Study text |
Biden Heads to Florida to Survey Storm Damage; No DeSantis Meeting Set

U.S. President Joe Biden heads to Florida on Saturday to survey damage caused by Hurricane Idalia and comfort people affected by the storm, but he will not be meeting Ron DeSantis, the state’s Republican governor and a potential presidential rival.

Biden, a Democrat, told reporters on Friday he would see the governor during the trip, but DeSantis’s spokesman Jeremy Redfern said later that no meeting was planned and that “the security preparations alone that would go into setting up such a meeting would shut down ongoing recovery efforts.”

DeSantis, 44, is running for the 2024 Republican presidential nomination to oust Biden from the White House but trails former President Donald Trump in polls. Biden, 80, is running for re-election.

Biden and DeSantis have spoken regularly through the week about the storm, which pummeled Florida’s Big Bend region with Category 3 winds of nearly 200 kph (125 mph). On Wednesday the president said politics had not crept into their conversations. “I think he trusts my judgment and my desire to help,” Biden said.

The White House said that Biden, who is traveling with his wife, Jill, informed DeSantis about the visit during a conversation on Thursday, and that the governor did not raise concerns then. 

“Their visit to Florida has been planned in close coordination with FEMA as well as state and local leaders to ensure there is no impact on response operations,” White House spokesperson Emilie Simons said, referring to the Federal Emergency Management Agency.

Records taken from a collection
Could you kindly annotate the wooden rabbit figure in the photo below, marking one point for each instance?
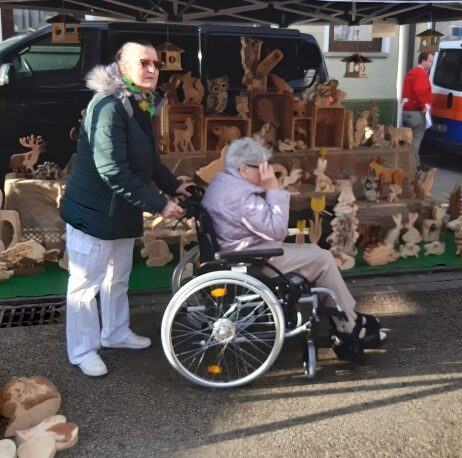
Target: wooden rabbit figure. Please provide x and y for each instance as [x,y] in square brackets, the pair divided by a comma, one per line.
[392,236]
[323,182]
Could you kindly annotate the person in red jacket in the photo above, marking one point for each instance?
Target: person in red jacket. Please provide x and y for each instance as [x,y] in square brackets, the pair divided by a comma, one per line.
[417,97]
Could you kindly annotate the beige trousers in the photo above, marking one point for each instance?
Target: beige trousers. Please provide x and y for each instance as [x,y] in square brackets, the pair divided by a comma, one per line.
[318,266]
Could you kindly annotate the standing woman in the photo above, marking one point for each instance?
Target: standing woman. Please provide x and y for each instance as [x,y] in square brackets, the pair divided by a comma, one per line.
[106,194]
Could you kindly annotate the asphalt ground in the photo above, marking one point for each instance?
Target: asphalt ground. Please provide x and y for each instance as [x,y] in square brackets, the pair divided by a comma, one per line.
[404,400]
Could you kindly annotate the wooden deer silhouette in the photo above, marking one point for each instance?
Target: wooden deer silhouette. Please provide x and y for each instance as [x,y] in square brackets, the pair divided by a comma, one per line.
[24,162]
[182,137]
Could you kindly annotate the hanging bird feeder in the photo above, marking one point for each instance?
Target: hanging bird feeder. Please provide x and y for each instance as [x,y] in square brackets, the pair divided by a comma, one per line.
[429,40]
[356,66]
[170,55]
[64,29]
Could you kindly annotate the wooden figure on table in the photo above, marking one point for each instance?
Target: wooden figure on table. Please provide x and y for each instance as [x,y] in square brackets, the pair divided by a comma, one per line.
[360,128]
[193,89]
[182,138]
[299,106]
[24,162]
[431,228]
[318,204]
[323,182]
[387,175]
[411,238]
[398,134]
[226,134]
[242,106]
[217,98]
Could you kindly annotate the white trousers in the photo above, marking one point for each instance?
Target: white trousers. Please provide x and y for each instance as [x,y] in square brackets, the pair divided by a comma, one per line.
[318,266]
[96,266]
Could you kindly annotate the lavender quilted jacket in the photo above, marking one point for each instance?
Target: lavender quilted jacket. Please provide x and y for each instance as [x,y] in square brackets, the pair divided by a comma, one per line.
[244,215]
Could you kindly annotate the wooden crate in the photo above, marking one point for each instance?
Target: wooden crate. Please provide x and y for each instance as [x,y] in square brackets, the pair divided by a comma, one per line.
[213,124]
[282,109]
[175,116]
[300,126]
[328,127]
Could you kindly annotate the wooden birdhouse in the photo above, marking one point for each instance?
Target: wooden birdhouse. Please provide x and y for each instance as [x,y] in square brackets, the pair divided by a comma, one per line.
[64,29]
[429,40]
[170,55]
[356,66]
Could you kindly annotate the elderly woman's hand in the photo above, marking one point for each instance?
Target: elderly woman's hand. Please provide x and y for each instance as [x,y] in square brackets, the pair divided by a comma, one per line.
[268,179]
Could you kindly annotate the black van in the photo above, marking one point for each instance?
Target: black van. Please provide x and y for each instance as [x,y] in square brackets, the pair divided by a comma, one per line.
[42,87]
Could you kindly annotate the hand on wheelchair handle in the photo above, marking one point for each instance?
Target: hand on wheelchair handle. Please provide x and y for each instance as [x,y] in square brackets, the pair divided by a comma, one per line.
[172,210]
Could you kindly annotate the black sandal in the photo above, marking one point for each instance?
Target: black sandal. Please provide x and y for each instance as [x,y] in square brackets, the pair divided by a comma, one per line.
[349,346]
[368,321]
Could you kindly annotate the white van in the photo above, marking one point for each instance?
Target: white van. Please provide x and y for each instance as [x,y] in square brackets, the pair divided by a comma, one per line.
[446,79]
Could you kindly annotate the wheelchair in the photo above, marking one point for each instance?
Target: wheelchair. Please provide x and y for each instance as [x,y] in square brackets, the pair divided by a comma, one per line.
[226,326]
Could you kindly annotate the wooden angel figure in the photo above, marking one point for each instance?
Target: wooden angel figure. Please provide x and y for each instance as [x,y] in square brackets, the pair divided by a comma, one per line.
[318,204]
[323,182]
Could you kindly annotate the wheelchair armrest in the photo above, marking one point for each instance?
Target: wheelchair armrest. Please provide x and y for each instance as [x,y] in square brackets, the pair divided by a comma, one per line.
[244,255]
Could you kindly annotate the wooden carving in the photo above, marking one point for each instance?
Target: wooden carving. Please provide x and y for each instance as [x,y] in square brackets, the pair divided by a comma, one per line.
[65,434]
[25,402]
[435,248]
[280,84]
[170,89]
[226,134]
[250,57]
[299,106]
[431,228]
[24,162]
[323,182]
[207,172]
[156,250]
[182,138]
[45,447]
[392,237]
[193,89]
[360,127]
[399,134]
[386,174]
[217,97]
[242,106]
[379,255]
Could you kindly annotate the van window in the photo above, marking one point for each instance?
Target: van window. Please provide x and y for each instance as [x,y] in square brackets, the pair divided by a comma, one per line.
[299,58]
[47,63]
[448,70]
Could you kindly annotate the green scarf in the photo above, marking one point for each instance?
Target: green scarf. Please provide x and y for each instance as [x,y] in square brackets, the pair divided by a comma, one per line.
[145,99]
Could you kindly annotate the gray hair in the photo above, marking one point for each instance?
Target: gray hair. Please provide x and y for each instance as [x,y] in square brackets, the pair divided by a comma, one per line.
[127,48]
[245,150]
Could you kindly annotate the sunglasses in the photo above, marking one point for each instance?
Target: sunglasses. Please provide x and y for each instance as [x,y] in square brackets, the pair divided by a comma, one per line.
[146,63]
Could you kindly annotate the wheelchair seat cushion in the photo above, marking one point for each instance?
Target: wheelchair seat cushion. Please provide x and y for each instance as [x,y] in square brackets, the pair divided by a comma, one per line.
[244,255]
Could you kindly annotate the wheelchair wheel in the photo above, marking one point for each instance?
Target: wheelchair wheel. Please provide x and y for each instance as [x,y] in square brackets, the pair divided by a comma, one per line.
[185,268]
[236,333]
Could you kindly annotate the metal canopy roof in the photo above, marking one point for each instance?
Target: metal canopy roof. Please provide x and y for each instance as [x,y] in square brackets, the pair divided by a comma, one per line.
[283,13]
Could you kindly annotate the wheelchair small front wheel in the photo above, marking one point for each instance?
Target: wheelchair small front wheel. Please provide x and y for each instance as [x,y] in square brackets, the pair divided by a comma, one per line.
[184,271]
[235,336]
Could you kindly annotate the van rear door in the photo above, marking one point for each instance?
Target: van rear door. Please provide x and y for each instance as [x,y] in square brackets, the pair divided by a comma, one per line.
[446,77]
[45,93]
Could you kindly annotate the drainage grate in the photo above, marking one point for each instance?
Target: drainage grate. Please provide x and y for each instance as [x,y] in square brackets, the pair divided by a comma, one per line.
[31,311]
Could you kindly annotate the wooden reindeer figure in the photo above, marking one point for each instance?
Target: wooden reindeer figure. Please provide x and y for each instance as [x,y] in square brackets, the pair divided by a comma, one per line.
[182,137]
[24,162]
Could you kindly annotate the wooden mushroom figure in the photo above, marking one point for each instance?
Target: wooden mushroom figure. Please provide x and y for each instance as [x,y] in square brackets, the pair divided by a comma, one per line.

Work task | Copy out the entire news report about Biden's trip to Florida word for word.

Solution to this problem |
Biden Heads to Florida to Survey Storm Damage; No DeSantis Meeting Set

U.S. President Joe Biden heads to Florida on Saturday to survey damage caused by Hurricane Idalia and comfort people affected by the storm, but he will not be meeting Ron DeSantis, the state’s Republican governor and a potential presidential rival.

Biden, a Democrat, told reporters on Friday he would see the governor during the trip, but DeSantis’s spokesman Jeremy Redfern said later that no meeting was planned and that “the security preparations alone that would go into setting up such a meeting would shut down ongoing recovery efforts.”

DeSantis, 44, is running for the 2024 Republican presidential nomination to oust Biden from the White House but trails former President Donald Trump in polls. Biden, 80, is running for re-election.

Biden and DeSantis have spoken regularly through the week about the storm, which pummeled Florida’s Big Bend region with Category 3 winds of nearly 200 kph (125 mph). On Wednesday the president said politics had not crept into their conversations. “I think he trusts my judgment and my desire to help,” Biden said.

The White House said that Biden, who is traveling with his wife, Jill, informed DeSantis about the visit during a conversation on Thursday, and that the governor did not raise concerns then. 

“Their visit to Florida has been planned in close coordination with FEMA as well as state and local leaders to ensure there is no impact on response operations,” White House spokesperson Emilie Simons said, referring to the Federal Emergency Management Agency.